[Location annotation dataset excerpts]
** BEGIN **
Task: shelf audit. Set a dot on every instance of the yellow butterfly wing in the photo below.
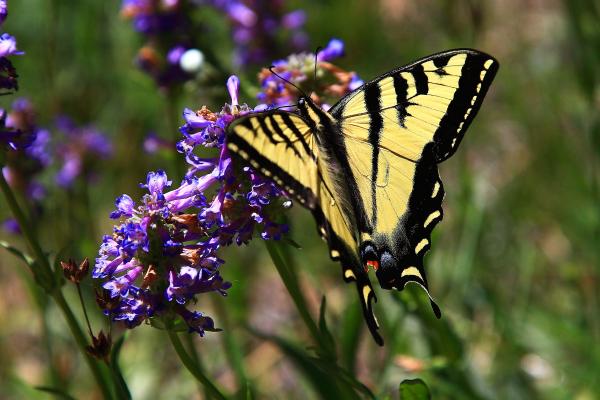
(396, 129)
(282, 147)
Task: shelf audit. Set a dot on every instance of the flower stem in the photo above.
(44, 277)
(291, 283)
(81, 340)
(191, 366)
(172, 121)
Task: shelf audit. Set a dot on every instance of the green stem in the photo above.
(192, 367)
(291, 283)
(232, 348)
(172, 118)
(196, 358)
(82, 343)
(44, 276)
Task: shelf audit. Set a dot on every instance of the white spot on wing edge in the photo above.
(420, 245)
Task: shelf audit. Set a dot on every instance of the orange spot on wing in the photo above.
(372, 264)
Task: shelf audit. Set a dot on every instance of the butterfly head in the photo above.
(384, 265)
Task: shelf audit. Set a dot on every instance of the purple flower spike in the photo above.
(156, 182)
(3, 11)
(124, 205)
(333, 50)
(8, 46)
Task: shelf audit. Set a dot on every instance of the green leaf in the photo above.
(414, 389)
(55, 392)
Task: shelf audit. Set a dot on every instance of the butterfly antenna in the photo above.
(272, 67)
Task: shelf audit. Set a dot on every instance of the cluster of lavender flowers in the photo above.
(332, 82)
(78, 151)
(163, 253)
(169, 55)
(258, 27)
(260, 30)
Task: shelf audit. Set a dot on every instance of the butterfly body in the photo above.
(367, 168)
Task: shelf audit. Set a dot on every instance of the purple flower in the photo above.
(8, 46)
(163, 254)
(3, 11)
(11, 225)
(299, 69)
(262, 30)
(159, 259)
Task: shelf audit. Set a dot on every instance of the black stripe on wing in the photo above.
(465, 104)
(423, 214)
(352, 271)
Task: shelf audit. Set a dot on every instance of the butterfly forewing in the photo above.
(396, 129)
(368, 169)
(281, 146)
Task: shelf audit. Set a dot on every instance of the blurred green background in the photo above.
(514, 266)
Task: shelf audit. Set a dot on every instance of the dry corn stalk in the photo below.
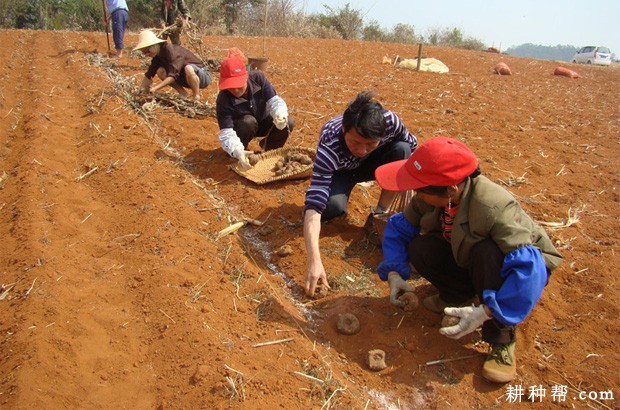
(232, 228)
(400, 201)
** END **
WRITTEN INSTRUCTION: Copy all of the data above word for word, leaving out the pictures.

SOLUTION TO THE PROBLEM:
Task: shelf audit. Set a dot on every instance of the yellow butterfly wing in the photo below.
(396, 129)
(282, 147)
Task: shelf audit. Set a dot on every instance of the flower stem in the photo above.
(44, 277)
(291, 283)
(81, 340)
(191, 366)
(172, 121)
Task: shelf audit. Set a dot on every instance of the green stem in the photo above.
(192, 367)
(291, 283)
(232, 348)
(172, 118)
(196, 358)
(82, 343)
(44, 276)
Task: shelf audit. Set a dot on every instance of the white spot on wing edge in the photo above.
(420, 245)
Task: shelf audit. Set a dot on every instance of the orange spot on wing in the photo above.
(372, 264)
Task: shelf audit. Set a dot on every instance of the butterfly head in the photo above.
(384, 265)
Task: shelf audit. Set a dot on every instance of the purple flower spike in the photo above.
(156, 182)
(3, 11)
(124, 205)
(333, 50)
(8, 46)
Task: shelf audit. Set a dot on every instance of the green leaf in the photo above.
(414, 389)
(55, 392)
Task: shelf audit. Set a dot on every instance of the butterfly antenna in the photo above.
(272, 67)
Task: shelf audit. Set a dot on every instance of the cluster of lavender flowers in the photo above.
(332, 82)
(78, 151)
(163, 253)
(169, 55)
(258, 27)
(260, 30)
Task: shelf audit. Set a dot on every instance of the butterfly body in the photo above.
(367, 168)
Task: shelf audit. Set a dot on every instance of the purple flower in the photo above.
(8, 46)
(163, 254)
(3, 11)
(11, 225)
(299, 69)
(262, 30)
(159, 259)
Task: shelf audit. Set a dot on every instance of the black stripe on wing in the photo above.
(465, 104)
(423, 214)
(352, 271)
Task: shelf audit. Set a dot on every instance of the butterfly forewing in the photo above.
(396, 129)
(368, 169)
(281, 146)
Task: shelf audit. Set a dot on every instance of the blurred green background in the photo above.
(514, 266)
Task: shelf audit. Set a dot on every instance of the dry corn stalk in the photo below.
(232, 228)
(400, 201)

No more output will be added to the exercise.